GIVEN PASSAGE:
╭──
Indeed, there’s a long-term pattern here: low-wage workers tend to have the slowest wage growth during recessions and the fastest wage growth during economic booms. This is a big reason that many left-leaning economists view tight labor markets as a top policy priority. Joe Biden has embraced that view, and it’s one reason he asked Congress to pass a $1.9 trillion stimulus bill in March 2021.
16. Net migration to the US is way down
Strong demand is one factor driving today’s tight labor markets. Falling immigration is another. The Trump Administration was hostile to legal immigration and managed to cut net migration levels by more than 50 percent between 2016 and 2020—despite a strong economy that would have otherwise drawn in extra workers.
╰──
TO DO:
(1) According to the labor-market passage, by how much did the Trump Administration cut net migration between 2016 and 2020?
(2) Why, according to the labor-market passage, do many left-leaning economists see tight labor markets as a top policy priority?
(3) Rewrite the labor-market passage from "Indeed, there’s a" through "in March 2021.", substituting "relief package" for "stimulus bill".
The listing has no connection to the labor-market passage.

RECORDS SUPPLIED:
╭──
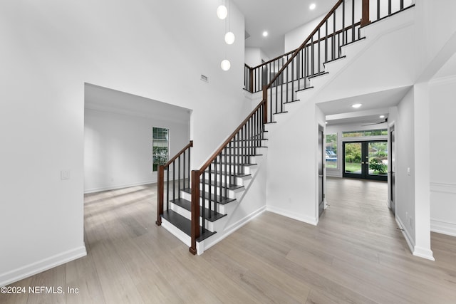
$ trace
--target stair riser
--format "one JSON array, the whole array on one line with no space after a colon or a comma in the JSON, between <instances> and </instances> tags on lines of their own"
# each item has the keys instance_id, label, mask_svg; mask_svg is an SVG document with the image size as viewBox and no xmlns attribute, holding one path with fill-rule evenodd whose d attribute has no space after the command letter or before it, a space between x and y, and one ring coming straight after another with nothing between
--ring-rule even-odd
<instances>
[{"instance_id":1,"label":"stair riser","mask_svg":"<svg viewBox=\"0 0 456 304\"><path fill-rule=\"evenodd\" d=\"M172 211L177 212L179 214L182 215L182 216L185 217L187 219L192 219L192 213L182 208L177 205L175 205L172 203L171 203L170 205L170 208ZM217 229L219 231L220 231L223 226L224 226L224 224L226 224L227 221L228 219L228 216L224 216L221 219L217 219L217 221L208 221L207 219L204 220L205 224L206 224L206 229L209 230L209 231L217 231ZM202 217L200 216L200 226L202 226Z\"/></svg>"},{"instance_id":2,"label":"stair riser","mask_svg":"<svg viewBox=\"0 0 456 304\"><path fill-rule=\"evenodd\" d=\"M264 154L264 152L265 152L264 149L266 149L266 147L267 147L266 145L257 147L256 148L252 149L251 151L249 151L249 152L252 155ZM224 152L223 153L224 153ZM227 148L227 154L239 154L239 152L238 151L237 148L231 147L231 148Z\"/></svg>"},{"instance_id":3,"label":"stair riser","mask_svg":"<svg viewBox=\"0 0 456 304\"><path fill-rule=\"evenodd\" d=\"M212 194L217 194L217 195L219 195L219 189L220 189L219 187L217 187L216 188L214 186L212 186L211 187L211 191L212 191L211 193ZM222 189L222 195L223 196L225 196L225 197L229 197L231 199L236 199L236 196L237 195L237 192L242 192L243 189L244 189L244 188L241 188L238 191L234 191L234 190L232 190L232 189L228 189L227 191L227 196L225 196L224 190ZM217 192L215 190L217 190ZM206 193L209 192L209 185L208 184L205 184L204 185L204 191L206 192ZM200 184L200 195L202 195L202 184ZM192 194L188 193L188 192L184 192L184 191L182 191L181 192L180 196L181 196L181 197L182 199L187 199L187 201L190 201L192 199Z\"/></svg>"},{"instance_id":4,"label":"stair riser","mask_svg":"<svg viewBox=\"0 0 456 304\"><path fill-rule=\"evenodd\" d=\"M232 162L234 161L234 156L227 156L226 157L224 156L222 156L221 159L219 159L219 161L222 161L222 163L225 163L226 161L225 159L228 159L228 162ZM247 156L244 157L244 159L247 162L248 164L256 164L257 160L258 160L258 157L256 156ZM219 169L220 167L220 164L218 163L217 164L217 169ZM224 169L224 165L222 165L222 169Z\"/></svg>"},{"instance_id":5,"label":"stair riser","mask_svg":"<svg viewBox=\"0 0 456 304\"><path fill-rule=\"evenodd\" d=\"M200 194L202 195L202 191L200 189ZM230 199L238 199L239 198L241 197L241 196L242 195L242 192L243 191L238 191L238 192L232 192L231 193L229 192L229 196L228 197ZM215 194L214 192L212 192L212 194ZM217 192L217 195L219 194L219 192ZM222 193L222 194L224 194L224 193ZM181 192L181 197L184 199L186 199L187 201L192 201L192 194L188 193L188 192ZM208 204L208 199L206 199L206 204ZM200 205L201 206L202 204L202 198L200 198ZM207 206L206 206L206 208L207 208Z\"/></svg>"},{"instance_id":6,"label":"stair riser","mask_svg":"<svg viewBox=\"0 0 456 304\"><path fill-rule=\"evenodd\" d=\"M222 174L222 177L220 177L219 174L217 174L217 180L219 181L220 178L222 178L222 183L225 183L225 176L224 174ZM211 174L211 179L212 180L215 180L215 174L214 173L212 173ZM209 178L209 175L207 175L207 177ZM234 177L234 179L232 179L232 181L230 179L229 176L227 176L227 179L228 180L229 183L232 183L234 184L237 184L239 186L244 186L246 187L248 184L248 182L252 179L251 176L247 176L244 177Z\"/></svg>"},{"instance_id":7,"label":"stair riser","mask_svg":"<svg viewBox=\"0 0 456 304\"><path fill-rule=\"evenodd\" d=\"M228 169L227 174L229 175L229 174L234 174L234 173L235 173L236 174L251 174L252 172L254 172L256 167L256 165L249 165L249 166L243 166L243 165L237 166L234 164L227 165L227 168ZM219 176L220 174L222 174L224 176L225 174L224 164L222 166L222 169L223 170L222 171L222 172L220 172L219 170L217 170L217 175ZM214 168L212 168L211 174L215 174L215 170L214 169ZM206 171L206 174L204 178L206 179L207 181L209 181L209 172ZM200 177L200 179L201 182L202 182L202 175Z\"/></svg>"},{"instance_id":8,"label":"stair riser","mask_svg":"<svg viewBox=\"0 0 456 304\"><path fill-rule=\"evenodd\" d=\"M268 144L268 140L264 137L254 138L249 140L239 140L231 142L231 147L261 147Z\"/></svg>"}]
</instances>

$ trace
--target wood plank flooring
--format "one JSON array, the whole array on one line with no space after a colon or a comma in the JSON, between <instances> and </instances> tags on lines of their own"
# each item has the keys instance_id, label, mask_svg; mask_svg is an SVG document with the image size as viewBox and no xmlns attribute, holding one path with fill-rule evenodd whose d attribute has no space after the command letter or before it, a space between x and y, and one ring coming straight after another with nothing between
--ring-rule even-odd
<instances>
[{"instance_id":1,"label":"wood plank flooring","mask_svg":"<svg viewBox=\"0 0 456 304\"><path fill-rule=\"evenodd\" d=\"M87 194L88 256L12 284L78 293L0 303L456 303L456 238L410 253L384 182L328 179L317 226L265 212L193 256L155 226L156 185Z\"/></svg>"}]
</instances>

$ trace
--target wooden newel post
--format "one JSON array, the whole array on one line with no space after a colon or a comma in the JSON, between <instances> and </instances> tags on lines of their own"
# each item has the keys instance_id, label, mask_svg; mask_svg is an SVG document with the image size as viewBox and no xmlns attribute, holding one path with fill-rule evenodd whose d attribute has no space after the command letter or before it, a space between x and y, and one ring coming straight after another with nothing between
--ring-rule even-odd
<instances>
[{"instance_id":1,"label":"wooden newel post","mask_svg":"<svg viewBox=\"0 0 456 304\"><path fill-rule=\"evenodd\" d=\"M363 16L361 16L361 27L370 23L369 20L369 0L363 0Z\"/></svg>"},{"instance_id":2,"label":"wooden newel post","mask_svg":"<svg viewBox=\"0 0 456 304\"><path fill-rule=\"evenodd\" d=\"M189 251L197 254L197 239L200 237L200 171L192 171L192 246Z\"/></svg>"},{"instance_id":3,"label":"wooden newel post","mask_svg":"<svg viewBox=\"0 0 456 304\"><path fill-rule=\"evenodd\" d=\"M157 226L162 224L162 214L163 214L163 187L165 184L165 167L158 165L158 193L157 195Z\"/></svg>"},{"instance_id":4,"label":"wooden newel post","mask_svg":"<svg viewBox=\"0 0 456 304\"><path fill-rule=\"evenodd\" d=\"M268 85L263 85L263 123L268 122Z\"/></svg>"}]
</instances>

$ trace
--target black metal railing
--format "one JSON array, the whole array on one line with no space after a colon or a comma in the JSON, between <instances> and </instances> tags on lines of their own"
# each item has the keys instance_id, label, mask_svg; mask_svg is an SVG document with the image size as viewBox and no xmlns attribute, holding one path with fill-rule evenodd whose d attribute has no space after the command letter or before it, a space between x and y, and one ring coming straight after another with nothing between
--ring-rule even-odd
╰──
RESPONSES BY ITEM NUMBER:
(1) By more than 50 percent.

(2) Low-wage workers tend to have the slowest wage growth during recessions and the fastest during economic booms. That long-term pattern is a big reason those economists prioritize tight labor markets.

(3)
Indeed, there’s a long-term pattern here: low-wage workers tend to have the slowest wage growth during recessions and the fastest wage growth during economic booms. This is a big reason that many left-leaning economists view tight labor markets as a top policy priority. Joe Biden has embraced that view, and it’s one reason he asked Congress to pass a $1.9 trillion relief package in March 2021.